=== MATERIAL FOR THIS TASK ===

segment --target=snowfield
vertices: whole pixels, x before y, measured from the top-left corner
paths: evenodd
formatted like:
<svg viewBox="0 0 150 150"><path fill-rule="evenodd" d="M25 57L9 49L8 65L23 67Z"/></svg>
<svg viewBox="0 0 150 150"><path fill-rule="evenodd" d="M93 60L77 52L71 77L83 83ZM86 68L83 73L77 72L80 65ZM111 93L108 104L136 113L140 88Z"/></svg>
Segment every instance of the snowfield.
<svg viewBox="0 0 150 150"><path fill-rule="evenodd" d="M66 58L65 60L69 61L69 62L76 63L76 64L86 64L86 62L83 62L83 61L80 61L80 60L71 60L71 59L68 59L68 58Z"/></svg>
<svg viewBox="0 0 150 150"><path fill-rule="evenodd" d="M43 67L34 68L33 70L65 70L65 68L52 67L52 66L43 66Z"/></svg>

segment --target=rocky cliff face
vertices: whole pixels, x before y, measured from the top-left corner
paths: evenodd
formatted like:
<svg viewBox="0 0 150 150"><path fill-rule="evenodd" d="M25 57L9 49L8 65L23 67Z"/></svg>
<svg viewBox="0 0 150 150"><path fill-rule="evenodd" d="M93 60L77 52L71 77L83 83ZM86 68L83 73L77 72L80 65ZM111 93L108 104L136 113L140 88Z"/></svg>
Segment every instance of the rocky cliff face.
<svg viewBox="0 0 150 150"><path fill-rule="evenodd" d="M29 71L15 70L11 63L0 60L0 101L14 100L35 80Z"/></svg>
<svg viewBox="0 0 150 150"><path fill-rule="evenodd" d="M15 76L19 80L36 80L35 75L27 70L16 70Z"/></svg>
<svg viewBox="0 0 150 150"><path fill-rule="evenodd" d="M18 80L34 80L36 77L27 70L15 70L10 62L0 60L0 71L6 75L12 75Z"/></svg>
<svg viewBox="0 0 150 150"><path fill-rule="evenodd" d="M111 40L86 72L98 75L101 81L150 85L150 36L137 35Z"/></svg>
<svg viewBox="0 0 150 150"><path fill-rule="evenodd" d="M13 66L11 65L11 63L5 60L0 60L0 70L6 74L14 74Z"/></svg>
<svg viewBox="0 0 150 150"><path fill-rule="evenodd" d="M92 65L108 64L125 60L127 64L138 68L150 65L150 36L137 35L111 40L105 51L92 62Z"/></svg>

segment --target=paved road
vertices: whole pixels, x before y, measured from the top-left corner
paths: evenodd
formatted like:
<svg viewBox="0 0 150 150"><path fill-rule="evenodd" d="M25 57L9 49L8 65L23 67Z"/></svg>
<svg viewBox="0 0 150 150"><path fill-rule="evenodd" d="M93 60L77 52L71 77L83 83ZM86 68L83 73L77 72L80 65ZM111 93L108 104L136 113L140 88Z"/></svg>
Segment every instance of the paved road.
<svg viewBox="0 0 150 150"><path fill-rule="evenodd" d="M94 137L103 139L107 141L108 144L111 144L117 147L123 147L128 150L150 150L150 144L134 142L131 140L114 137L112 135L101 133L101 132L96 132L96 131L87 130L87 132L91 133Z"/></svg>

===

> **WORK ITEM**: Output the entire listing exactly as written.

> **RESPONSE**:
segment --target=snowfield
vertices: whole pixels, x before y, measured from the top-left corner
paths: evenodd
formatted like:
<svg viewBox="0 0 150 150"><path fill-rule="evenodd" d="M25 57L9 49L8 65L23 67Z"/></svg>
<svg viewBox="0 0 150 150"><path fill-rule="evenodd" d="M93 60L77 52L71 77L83 83ZM86 68L83 73L77 72L80 65ZM111 93L108 104L136 113L140 88Z"/></svg>
Segment every instance of the snowfield.
<svg viewBox="0 0 150 150"><path fill-rule="evenodd" d="M66 58L65 60L69 61L69 62L76 63L76 64L86 64L86 62L83 62L83 61L80 61L80 60L71 60L71 59L68 59L68 58Z"/></svg>
<svg viewBox="0 0 150 150"><path fill-rule="evenodd" d="M43 67L34 68L33 70L65 70L65 68L52 67L52 66L43 66Z"/></svg>

segment --target=rocky cliff face
vertices: whole pixels, x before y, measured from the top-left corner
paths: evenodd
formatted like:
<svg viewBox="0 0 150 150"><path fill-rule="evenodd" d="M25 57L9 49L8 65L23 67Z"/></svg>
<svg viewBox="0 0 150 150"><path fill-rule="evenodd" d="M93 60L77 52L71 77L83 83ZM86 68L83 73L77 72L80 65ZM111 93L108 104L136 113L140 88Z"/></svg>
Segment every instance of the rocky cliff face.
<svg viewBox="0 0 150 150"><path fill-rule="evenodd" d="M29 71L15 70L11 63L0 60L0 101L14 100L35 80Z"/></svg>
<svg viewBox="0 0 150 150"><path fill-rule="evenodd" d="M15 76L19 80L36 80L35 75L27 70L16 70Z"/></svg>
<svg viewBox="0 0 150 150"><path fill-rule="evenodd" d="M18 80L34 80L36 77L27 70L15 70L10 62L0 60L0 71L6 75L12 75Z"/></svg>
<svg viewBox="0 0 150 150"><path fill-rule="evenodd" d="M111 40L86 72L98 75L101 81L150 85L150 36L137 35Z"/></svg>
<svg viewBox="0 0 150 150"><path fill-rule="evenodd" d="M13 66L11 65L11 63L5 60L0 60L0 70L6 74L14 74Z"/></svg>
<svg viewBox="0 0 150 150"><path fill-rule="evenodd" d="M92 65L108 64L125 60L127 64L138 68L150 65L150 36L137 35L111 40L105 51L92 62Z"/></svg>

segment --target=paved road
vertices: whole pixels, x before y, measured from the top-left corner
paths: evenodd
formatted like:
<svg viewBox="0 0 150 150"><path fill-rule="evenodd" d="M25 57L9 49L8 65L23 67Z"/></svg>
<svg viewBox="0 0 150 150"><path fill-rule="evenodd" d="M93 60L77 52L71 77L83 83ZM86 68L83 73L77 72L80 65ZM111 93L108 104L136 113L140 88Z"/></svg>
Segment every instance of the paved road.
<svg viewBox="0 0 150 150"><path fill-rule="evenodd" d="M94 137L103 139L107 141L108 144L111 144L117 147L123 147L128 150L150 150L150 144L134 142L131 140L114 137L112 135L101 133L101 132L96 132L96 131L87 130L87 132L91 133Z"/></svg>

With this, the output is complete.